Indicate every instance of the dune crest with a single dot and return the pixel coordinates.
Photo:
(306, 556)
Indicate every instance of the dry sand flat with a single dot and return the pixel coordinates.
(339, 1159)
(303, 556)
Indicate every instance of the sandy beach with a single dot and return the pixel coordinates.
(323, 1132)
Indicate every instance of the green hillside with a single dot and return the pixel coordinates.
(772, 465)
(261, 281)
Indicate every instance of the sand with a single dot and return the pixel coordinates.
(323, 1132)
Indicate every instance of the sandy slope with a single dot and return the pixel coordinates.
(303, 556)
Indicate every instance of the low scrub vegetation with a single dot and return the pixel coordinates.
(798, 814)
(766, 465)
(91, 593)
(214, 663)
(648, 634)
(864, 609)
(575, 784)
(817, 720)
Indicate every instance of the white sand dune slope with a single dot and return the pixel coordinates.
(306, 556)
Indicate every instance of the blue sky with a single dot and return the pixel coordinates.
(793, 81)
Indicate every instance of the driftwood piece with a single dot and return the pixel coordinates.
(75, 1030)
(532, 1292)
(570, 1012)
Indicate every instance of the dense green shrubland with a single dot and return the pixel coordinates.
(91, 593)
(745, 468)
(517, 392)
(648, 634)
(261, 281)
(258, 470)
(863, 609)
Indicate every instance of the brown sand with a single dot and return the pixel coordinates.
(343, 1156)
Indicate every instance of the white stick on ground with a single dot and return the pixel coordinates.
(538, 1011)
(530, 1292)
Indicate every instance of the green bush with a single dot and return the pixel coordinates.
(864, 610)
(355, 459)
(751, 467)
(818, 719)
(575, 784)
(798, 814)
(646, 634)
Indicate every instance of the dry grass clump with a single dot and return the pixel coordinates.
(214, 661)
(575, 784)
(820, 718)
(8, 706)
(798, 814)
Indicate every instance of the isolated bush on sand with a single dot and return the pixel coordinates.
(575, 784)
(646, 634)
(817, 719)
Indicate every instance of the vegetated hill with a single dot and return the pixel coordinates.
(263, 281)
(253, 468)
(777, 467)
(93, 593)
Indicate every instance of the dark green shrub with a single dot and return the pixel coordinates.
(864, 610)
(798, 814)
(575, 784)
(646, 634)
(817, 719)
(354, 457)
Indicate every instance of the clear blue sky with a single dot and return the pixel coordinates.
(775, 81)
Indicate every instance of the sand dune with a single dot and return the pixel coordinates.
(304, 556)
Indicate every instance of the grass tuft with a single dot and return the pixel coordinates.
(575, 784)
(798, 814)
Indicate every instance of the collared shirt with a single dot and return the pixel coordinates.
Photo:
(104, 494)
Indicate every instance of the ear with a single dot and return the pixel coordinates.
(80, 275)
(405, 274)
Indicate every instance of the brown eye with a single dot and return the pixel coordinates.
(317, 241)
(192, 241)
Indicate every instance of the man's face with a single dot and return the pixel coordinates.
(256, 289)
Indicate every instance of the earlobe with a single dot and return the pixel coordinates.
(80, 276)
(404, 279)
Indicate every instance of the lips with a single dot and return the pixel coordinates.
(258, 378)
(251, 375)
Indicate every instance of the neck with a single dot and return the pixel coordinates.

To be done:
Exactly reproduce the lines beginning with the one that contains "Indicate every instance of the grass" and ending with the last line of the material, both included. Leave out everything else.

Output below:
Indicate every instance of the grass tuft with a single dot and return the pixel coordinates.
(575, 784)
(798, 814)
Indicate every instance of the collared shirt with a single dot and return the pixel coordinates.
Photo:
(104, 494)
Indicate every instance of the ear with a single dot and return the pixel coordinates.
(80, 275)
(405, 274)
Indicate every instance of the brown eye with a single dot and return the pixel coordinates.
(317, 241)
(192, 241)
Indicate every instance of the man's face with a single dot and return the pixel coordinates.
(256, 289)
Indicate every instance of the earlobe with a single dot and return the pixel coordinates.
(80, 276)
(404, 279)
Indicate every instance of the lips with a single dot and return the pixel coordinates.
(258, 378)
(251, 375)
Indicate every instance of the neck with a single dot and return the pixel coordinates.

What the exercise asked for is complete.